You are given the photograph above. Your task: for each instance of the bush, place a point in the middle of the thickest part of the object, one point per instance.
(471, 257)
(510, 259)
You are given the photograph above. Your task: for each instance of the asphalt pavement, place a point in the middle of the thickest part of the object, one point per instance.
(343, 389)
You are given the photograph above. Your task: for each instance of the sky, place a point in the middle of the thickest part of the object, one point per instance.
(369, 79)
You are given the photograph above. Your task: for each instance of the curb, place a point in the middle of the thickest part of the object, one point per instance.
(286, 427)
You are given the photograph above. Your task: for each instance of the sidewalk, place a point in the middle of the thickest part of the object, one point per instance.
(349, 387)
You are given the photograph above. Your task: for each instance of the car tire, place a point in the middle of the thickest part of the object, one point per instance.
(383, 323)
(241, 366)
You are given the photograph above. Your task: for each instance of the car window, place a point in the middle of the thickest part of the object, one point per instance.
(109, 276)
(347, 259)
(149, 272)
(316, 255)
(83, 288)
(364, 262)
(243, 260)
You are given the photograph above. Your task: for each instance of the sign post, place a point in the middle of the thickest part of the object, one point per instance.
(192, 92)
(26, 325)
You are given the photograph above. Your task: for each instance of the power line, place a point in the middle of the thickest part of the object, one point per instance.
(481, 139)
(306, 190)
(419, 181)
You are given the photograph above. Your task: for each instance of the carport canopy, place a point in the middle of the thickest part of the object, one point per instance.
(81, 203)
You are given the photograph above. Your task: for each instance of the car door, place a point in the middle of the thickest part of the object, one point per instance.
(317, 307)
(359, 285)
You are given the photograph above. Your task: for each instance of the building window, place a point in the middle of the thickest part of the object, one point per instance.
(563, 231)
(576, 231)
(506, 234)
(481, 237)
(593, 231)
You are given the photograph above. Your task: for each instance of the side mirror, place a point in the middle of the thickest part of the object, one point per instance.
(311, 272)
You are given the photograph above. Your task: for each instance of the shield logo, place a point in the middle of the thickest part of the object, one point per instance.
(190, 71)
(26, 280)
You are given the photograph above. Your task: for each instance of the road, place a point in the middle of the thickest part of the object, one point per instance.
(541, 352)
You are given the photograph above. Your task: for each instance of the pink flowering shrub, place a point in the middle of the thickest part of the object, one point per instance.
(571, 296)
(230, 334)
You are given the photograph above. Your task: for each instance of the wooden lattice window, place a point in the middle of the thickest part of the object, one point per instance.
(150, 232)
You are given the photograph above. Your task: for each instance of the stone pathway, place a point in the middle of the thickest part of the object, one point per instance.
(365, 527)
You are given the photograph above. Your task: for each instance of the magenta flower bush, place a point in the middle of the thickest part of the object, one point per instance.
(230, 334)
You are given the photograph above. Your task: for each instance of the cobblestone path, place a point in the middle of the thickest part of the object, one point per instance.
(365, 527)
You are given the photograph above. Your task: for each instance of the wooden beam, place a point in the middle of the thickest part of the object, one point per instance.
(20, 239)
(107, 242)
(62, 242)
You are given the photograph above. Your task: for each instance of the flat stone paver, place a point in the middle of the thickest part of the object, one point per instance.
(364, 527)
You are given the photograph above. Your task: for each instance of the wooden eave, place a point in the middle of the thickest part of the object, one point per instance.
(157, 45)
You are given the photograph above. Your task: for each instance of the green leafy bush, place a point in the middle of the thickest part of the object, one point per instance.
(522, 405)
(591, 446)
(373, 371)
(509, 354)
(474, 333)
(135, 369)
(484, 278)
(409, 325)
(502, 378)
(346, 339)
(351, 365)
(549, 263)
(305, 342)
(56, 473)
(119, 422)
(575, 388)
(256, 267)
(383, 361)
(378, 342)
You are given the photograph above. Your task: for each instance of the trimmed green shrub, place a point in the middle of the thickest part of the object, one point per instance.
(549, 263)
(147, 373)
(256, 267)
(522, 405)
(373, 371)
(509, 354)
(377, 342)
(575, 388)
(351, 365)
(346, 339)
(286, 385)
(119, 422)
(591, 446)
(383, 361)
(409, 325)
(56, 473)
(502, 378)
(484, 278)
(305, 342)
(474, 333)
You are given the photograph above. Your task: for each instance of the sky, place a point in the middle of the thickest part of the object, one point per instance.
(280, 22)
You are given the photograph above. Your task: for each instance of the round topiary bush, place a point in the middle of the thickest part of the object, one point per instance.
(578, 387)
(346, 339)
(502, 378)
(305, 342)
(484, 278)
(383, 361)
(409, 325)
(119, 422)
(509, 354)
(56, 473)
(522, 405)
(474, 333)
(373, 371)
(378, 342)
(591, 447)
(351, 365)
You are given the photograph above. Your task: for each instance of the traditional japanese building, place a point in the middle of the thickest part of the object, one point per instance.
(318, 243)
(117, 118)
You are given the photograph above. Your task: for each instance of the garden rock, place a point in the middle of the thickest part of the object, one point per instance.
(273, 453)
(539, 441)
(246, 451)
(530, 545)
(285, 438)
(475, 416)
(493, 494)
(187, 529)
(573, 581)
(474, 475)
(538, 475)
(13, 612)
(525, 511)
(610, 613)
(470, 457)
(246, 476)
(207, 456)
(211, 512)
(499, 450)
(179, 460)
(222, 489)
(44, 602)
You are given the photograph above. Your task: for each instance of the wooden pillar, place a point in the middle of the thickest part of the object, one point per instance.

**What needs to be done:**
Without leaving anything out, quote all the data.

**Task answer:**
You are given the photograph above. Your task: for each instance of the bush, place a point in the middle of the thickest part of the object, one point per instance.
(471, 257)
(510, 259)
You are given the photograph above. Your task: for each instance of the asphalt pavement, place a point in the middle of the thickest part of the object, one point per instance.
(343, 389)
You are given the photograph above. Your task: for each instance of the sky, place a point in the middle of the thickest part of the object, one point per instance.
(369, 79)
You are given the photograph above. Your task: for each instance of the curb, place a point in the middle of the thickest part of the object, one point per instance.
(286, 427)
You are given the photograph above. Your task: for each instance of the sidewalk, place a point in the middle of the thickest part of the object, one point per instance.
(349, 387)
You are given the photograph above. Your task: for each instance of the car tire, place a point in the middle of the thickest part of the object, one point per instance.
(383, 323)
(241, 366)
You are given the photograph above. Your task: for each instance of the car window, place a point in the middle of the thickest part of the object, one point per instance.
(109, 276)
(347, 259)
(149, 272)
(316, 255)
(83, 288)
(364, 262)
(243, 260)
You are given the photograph above. Your task: for each instance of the sign post, place a point in the middle of the thickest part of the object, one point per instance.
(192, 92)
(26, 325)
You are given the photograph above. Your task: for each instance of the power line, place a point in the middle of the thickest part of the object, one point per instance.
(481, 139)
(306, 190)
(419, 181)
You are given the photograph above. Your task: for each instance of the carport canopy, place a point in the middle of the thickest part of the object, one point per instance.
(81, 203)
You are given the photograph above. Your task: for each instance of the car door, place a point in the middle of the thickest part of the object, one point per instance.
(317, 307)
(359, 285)
You are given the photograph above. Your task: for each instance of the building window, place a point in the middle of the thickest part of the object, one point per instance.
(563, 231)
(576, 231)
(506, 234)
(481, 237)
(593, 231)
You are given the photograph above. Your task: for each instance of the side mirror, place a point in the middle of the thickest part of the object, one point per instance.
(311, 272)
You are given the photograph above. Your task: for each instance of the shield logo, place a point in the middle of the thickest part of the object, one point per instance.
(190, 71)
(26, 280)
You are given the photograph above. Your task: for each instance of the road, place a point in the middle of the thickest part of the object, one point per instance.
(541, 352)
You are given the photograph above. Your task: for each instance of the pink flowering shrub, place a point in the middle of the thickest part of the object, one point per instance.
(571, 296)
(230, 334)
You are given the photograph above. Your task: for each instance of the wooden lattice window, place a point in the middle of the thickest part of the object, one point per instance.
(150, 232)
You are given the photograph above. Your task: for each instance of the stone pathway, place a point in the middle of the thickest part of the object, one point per instance.
(365, 527)
You are given the photograph above. Your task: for each instance of the magenta flower bush, place a point in the middle of the thickest part of the object, one point per instance.
(230, 334)
You are given the photograph above. Your task: for each instance of the cobblestone path, place a point in the middle of the thickest part of the object, one point per instance.
(365, 527)
You are given the photograph above. Your task: for each instance of the wooden beam, place a point in the middle of the thickest part of the object, one point per instance.
(20, 239)
(107, 242)
(62, 242)
You are given the photograph above. Your task: for each instance of the flat stone paver, place a point in the middle of the thickest part of the object, one point per instance.
(364, 527)
You are given the photograph above. Your task: for each instance of the wooden eave, place a point in the middle of the thickest part of the object, one point per instance.
(157, 45)
You are given the photograph above. Your task: for each instance of the green leafy bush, place a point in the middle of the thickest part of the object, one point per instance.
(522, 405)
(591, 446)
(373, 371)
(509, 354)
(474, 333)
(135, 369)
(484, 278)
(409, 325)
(502, 378)
(346, 339)
(351, 365)
(549, 263)
(305, 342)
(56, 473)
(119, 422)
(575, 388)
(256, 267)
(383, 361)
(378, 342)
You are given the photograph above. Your task: for each instance of the trimmed green shrub, place a point in the middle of the thickest part of the object, one point per instance.
(549, 263)
(147, 373)
(256, 267)
(522, 405)
(373, 371)
(509, 354)
(377, 342)
(575, 388)
(351, 365)
(346, 339)
(286, 385)
(119, 422)
(591, 446)
(383, 361)
(409, 325)
(56, 473)
(502, 378)
(484, 278)
(305, 342)
(474, 333)
You are given the photograph above. Your task: for each instance of the sky, place a point in the middle of the thickest part of the object, one point per instance.
(280, 22)
You are given the photograph above. Your task: for each instance of the round topiary bush, place a point in the middle of the thickest part of the object, one point per instance.
(578, 387)
(346, 339)
(502, 378)
(305, 342)
(484, 278)
(383, 361)
(409, 325)
(119, 422)
(509, 354)
(56, 473)
(522, 405)
(474, 333)
(373, 371)
(378, 342)
(591, 447)
(351, 365)
You are given the photograph above. Your task: for each instance of the traditional japanese building, place a point in the middle of the thickest part of the object, one point per instance.
(318, 243)
(117, 118)
You are given the photograph above. Your task: for each instance of the garden rock, place a point in the middle of the thickest part of the object, one point per instance.
(273, 453)
(539, 441)
(246, 451)
(530, 545)
(285, 438)
(475, 416)
(493, 494)
(187, 529)
(573, 581)
(474, 475)
(538, 475)
(13, 612)
(525, 511)
(610, 613)
(470, 457)
(246, 476)
(207, 456)
(211, 512)
(499, 450)
(179, 460)
(222, 489)
(44, 602)
You are given the photograph above. Your task: for each instance of the wooden pillar, place a point in the middle of the thickest part of the object, one point per instance.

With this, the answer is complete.